**TASK INPUTS**
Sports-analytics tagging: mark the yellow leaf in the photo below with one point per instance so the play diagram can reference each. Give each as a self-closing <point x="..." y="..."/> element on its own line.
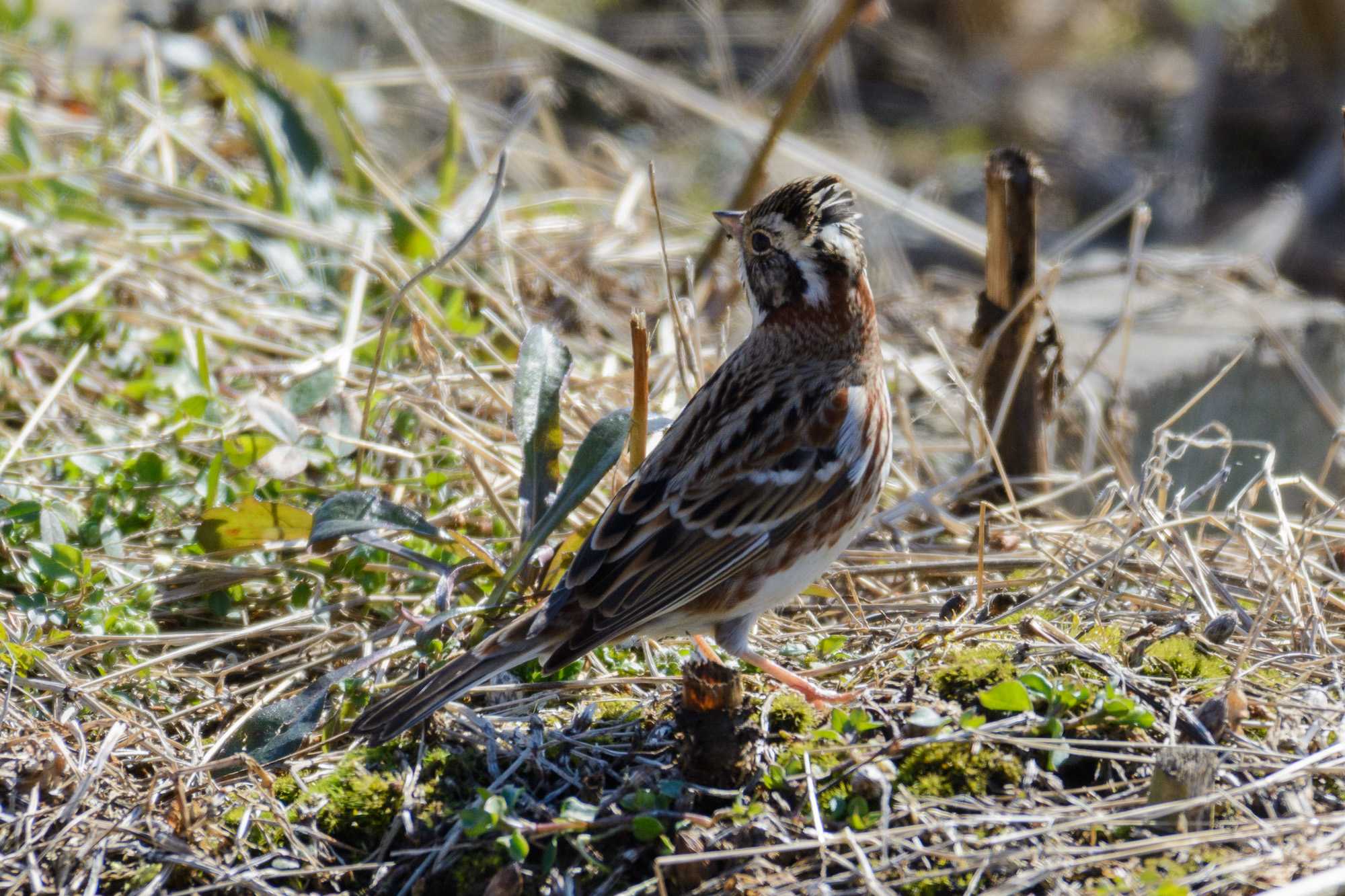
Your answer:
<point x="252" y="524"/>
<point x="564" y="553"/>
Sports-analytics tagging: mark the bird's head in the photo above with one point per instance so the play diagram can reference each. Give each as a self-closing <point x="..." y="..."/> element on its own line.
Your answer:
<point x="797" y="244"/>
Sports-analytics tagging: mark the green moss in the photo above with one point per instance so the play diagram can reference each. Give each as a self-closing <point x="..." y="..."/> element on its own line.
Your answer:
<point x="287" y="788"/>
<point x="792" y="713"/>
<point x="361" y="803"/>
<point x="945" y="885"/>
<point x="1108" y="639"/>
<point x="952" y="768"/>
<point x="972" y="670"/>
<point x="474" y="870"/>
<point x="1186" y="659"/>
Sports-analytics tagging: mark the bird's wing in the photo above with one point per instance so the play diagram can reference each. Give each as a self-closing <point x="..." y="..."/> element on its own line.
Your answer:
<point x="748" y="462"/>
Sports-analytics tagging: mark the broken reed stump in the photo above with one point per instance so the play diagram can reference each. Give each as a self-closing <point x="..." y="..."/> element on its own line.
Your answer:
<point x="1184" y="772"/>
<point x="1020" y="369"/>
<point x="719" y="739"/>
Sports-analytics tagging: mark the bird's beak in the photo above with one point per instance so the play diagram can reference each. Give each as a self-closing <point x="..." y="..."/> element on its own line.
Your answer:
<point x="732" y="224"/>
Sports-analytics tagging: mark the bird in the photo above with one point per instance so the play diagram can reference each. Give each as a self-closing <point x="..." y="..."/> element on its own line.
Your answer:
<point x="765" y="478"/>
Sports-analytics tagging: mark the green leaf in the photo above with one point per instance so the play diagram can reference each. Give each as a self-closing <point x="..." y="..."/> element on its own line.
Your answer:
<point x="972" y="720"/>
<point x="248" y="448"/>
<point x="598" y="454"/>
<point x="340" y="420"/>
<point x="543" y="365"/>
<point x="321" y="96"/>
<point x="22" y="140"/>
<point x="1007" y="697"/>
<point x="1038" y="684"/>
<point x="1120" y="706"/>
<point x="356" y="512"/>
<point x="279" y="729"/>
<point x="274" y="417"/>
<point x="477" y="821"/>
<point x="60" y="567"/>
<point x="646" y="827"/>
<point x="578" y="810"/>
<point x="831" y="645"/>
<point x="926" y="719"/>
<point x="217" y="466"/>
<point x="252" y="524"/>
<point x="311" y="392"/>
<point x="149" y="469"/>
<point x="516" y="845"/>
<point x="17" y="17"/>
<point x="1140" y="719"/>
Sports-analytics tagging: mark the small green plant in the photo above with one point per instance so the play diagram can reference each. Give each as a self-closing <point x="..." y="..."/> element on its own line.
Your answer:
<point x="1066" y="705"/>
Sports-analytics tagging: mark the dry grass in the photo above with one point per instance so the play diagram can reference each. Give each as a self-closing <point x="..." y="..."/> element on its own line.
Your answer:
<point x="137" y="350"/>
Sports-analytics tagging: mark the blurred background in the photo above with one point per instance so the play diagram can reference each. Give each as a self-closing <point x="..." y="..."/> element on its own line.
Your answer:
<point x="1225" y="116"/>
<point x="1231" y="110"/>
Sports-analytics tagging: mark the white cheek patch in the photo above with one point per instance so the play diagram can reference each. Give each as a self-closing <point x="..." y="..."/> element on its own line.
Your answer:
<point x="758" y="315"/>
<point x="774" y="477"/>
<point x="841" y="244"/>
<point x="852" y="431"/>
<point x="814" y="284"/>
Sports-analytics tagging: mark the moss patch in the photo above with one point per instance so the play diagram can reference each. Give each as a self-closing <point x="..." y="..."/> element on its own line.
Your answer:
<point x="948" y="770"/>
<point x="792" y="713"/>
<point x="972" y="670"/>
<point x="618" y="710"/>
<point x="1184" y="657"/>
<point x="361" y="803"/>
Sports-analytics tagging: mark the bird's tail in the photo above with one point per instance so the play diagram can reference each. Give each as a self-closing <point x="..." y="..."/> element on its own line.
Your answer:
<point x="412" y="705"/>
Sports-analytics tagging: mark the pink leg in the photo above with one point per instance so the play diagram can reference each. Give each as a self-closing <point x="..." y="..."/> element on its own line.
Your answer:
<point x="814" y="694"/>
<point x="707" y="650"/>
<point x="416" y="622"/>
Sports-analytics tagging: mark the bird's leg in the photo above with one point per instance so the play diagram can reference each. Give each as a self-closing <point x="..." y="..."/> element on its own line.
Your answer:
<point x="707" y="650"/>
<point x="817" y="696"/>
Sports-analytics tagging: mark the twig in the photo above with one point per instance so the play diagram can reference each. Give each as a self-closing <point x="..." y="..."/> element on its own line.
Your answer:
<point x="800" y="92"/>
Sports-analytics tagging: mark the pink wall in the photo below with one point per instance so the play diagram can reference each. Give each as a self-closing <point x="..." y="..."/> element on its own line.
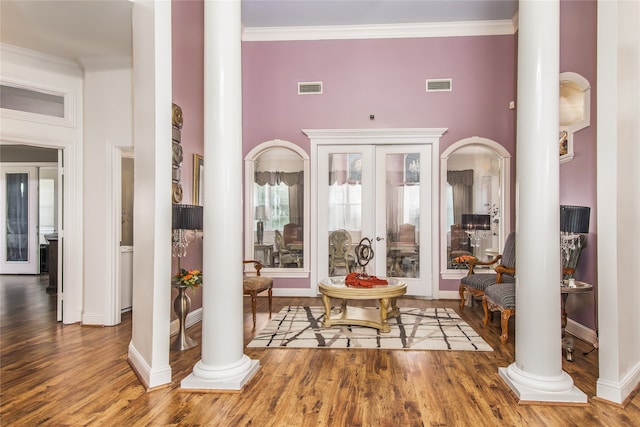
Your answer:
<point x="188" y="92"/>
<point x="578" y="177"/>
<point x="381" y="77"/>
<point x="385" y="78"/>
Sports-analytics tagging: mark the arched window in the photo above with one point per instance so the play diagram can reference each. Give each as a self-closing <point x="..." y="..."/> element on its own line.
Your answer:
<point x="277" y="208"/>
<point x="474" y="180"/>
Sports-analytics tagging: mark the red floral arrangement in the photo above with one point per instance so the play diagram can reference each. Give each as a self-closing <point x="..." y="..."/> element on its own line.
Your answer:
<point x="357" y="280"/>
<point x="464" y="259"/>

**TO DO**
Give again, please, precisely the lines that begin the records and run through the line with "Sports-analytics tagging: mark the green moss" in it, keeping both end lines and dropping any pictures.

**EXERCISE RESULT**
Sports-analytics tagging: mark the yellow leaf in the photo below with one point per instance so the play diagram can reference each. Give each as a self-closing <point x="..." y="..."/> element on its own line.
Your answer:
<point x="252" y="524"/>
<point x="564" y="553"/>
Sports-analytics tagging: mark the bird's head in the photo above with one point per instance so the play diagram can reference each. Give each as a self-closing <point x="..." y="..."/> element on its own line.
Your answer:
<point x="797" y="244"/>
Sports-analytics tagging: mark the green moss in the photo above with one point per instance so the play diagram can reference each. Give each as a self-closing <point x="..." y="..."/> element on its own line.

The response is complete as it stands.